**Work request**
Of the material below, only the lines from the line containing "roadway with a single pin per instance." down to the line containing "walkway with a single pin per instance." belong in the answer, written out exactly.

**Data to process**
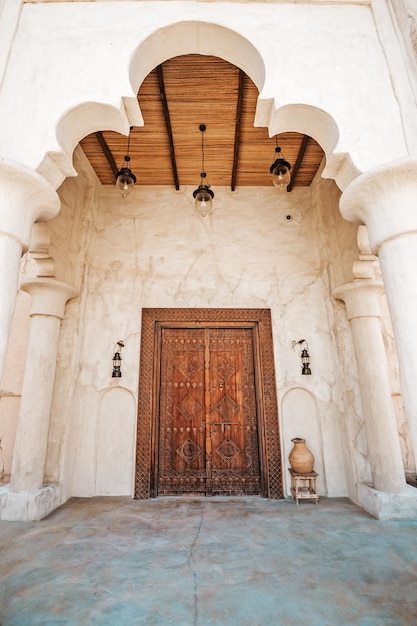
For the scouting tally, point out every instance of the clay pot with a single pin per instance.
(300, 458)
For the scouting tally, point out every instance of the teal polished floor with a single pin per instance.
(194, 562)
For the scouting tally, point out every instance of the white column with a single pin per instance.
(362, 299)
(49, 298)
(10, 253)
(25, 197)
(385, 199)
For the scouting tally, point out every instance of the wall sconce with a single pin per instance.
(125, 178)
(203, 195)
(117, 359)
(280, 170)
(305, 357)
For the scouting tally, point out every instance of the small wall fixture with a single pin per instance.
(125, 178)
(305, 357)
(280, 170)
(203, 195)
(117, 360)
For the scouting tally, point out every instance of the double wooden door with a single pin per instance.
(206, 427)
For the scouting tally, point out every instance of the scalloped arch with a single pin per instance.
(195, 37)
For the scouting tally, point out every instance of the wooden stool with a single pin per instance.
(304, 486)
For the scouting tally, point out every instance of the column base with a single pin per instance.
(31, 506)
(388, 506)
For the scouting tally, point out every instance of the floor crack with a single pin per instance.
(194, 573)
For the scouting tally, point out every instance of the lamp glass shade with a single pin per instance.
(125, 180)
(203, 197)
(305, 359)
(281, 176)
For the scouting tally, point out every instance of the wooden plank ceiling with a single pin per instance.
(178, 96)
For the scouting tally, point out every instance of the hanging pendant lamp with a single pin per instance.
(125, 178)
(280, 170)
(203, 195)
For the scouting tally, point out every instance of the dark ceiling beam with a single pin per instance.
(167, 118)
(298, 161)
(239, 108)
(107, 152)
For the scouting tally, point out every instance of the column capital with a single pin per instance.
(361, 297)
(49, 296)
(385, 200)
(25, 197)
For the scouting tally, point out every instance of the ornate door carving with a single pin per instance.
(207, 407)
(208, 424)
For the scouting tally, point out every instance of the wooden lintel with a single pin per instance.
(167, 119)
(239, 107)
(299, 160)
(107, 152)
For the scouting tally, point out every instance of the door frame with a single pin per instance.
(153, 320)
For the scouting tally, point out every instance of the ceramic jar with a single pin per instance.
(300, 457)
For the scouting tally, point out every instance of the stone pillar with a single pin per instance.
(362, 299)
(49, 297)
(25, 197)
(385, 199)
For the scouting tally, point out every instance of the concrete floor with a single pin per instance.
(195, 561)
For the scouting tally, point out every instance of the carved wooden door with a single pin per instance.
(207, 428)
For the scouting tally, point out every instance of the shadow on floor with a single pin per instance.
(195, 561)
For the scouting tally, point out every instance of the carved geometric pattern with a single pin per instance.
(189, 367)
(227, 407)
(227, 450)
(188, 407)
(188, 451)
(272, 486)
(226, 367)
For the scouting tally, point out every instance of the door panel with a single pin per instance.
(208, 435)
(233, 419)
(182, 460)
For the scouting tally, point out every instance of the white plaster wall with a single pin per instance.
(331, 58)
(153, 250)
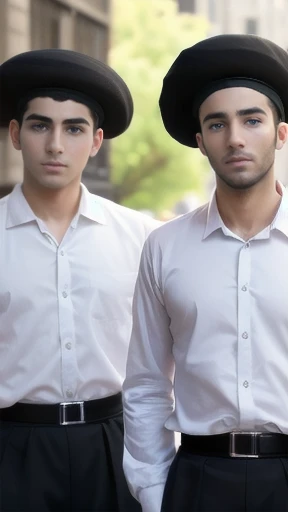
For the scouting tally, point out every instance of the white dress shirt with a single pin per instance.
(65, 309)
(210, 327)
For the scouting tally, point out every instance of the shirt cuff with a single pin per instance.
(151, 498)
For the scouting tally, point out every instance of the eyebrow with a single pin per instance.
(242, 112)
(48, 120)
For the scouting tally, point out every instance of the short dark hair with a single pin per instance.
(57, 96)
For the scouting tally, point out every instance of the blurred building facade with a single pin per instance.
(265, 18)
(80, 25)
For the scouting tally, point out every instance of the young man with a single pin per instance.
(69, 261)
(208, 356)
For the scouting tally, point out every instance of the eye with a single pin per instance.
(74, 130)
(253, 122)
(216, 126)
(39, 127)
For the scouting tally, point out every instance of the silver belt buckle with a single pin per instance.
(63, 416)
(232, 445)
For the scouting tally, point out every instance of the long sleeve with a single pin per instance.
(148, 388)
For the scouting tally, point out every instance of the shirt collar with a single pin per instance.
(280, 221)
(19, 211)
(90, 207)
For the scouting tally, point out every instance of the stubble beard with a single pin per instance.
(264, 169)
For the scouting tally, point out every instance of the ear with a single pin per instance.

==

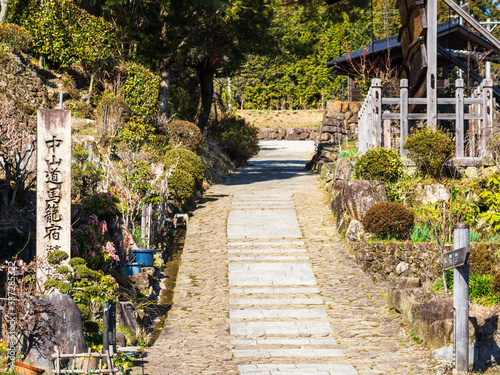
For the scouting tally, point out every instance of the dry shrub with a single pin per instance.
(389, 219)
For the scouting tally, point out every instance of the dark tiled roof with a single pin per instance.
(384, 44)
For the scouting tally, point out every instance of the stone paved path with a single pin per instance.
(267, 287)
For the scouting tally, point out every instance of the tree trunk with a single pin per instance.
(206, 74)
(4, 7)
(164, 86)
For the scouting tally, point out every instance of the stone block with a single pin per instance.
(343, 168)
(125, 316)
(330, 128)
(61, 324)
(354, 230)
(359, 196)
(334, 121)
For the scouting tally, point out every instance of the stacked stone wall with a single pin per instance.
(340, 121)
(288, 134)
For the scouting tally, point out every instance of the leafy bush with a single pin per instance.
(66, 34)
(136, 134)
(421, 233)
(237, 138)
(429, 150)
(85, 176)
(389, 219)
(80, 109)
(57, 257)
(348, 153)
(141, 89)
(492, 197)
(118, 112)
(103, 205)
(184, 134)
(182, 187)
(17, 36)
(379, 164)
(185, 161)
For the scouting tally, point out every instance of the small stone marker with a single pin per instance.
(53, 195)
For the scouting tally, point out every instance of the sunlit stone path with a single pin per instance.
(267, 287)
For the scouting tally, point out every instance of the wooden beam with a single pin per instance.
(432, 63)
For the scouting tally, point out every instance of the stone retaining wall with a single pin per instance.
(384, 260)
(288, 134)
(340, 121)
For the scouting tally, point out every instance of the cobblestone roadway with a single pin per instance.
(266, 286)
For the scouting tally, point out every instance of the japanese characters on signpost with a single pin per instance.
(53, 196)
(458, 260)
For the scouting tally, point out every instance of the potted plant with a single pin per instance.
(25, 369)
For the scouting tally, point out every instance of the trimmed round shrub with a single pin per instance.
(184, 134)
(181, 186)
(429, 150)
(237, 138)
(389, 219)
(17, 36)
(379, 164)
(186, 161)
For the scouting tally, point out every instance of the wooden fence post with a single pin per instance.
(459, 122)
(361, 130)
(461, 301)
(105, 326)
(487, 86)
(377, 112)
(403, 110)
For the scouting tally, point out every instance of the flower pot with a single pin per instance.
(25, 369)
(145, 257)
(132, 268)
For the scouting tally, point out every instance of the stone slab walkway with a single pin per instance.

* * *

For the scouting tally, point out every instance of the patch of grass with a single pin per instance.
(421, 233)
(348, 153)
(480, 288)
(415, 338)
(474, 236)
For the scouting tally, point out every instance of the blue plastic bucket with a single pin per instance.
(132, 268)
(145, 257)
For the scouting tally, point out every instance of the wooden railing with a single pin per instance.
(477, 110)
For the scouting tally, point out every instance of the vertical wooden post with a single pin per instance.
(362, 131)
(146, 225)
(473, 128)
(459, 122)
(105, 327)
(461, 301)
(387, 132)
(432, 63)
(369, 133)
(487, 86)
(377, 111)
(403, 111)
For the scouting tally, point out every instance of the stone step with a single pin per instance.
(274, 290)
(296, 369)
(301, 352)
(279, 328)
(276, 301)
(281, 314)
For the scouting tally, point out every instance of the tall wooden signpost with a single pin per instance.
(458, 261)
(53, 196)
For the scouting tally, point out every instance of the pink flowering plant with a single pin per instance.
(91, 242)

**Solution to this problem**
For the scouting tally, point out every instance of the cobblestone roadway with a single pin per instance.
(266, 286)
For the scouting tally, point out every instance of the japanese characters on signpost with a single pin per instance.
(53, 196)
(458, 260)
For the scouting tally, point out every instance of the potted plant with a single pin per instance.
(25, 369)
For the scouting tally, point out every instance of the trimmed round shrub with a single pin per instance.
(184, 134)
(181, 186)
(429, 150)
(237, 138)
(389, 219)
(17, 36)
(379, 164)
(186, 161)
For the scouting tally, point out every instance of the wooden fence post with a single pin per instance.
(459, 122)
(361, 130)
(461, 301)
(105, 326)
(487, 86)
(377, 112)
(403, 110)
For the scouting tally, point out every instance of the flower pot with a single pin per instance.
(25, 369)
(145, 257)
(132, 268)
For the scouting tally, point out every instance of the stone slab walkway with a single pin per instance.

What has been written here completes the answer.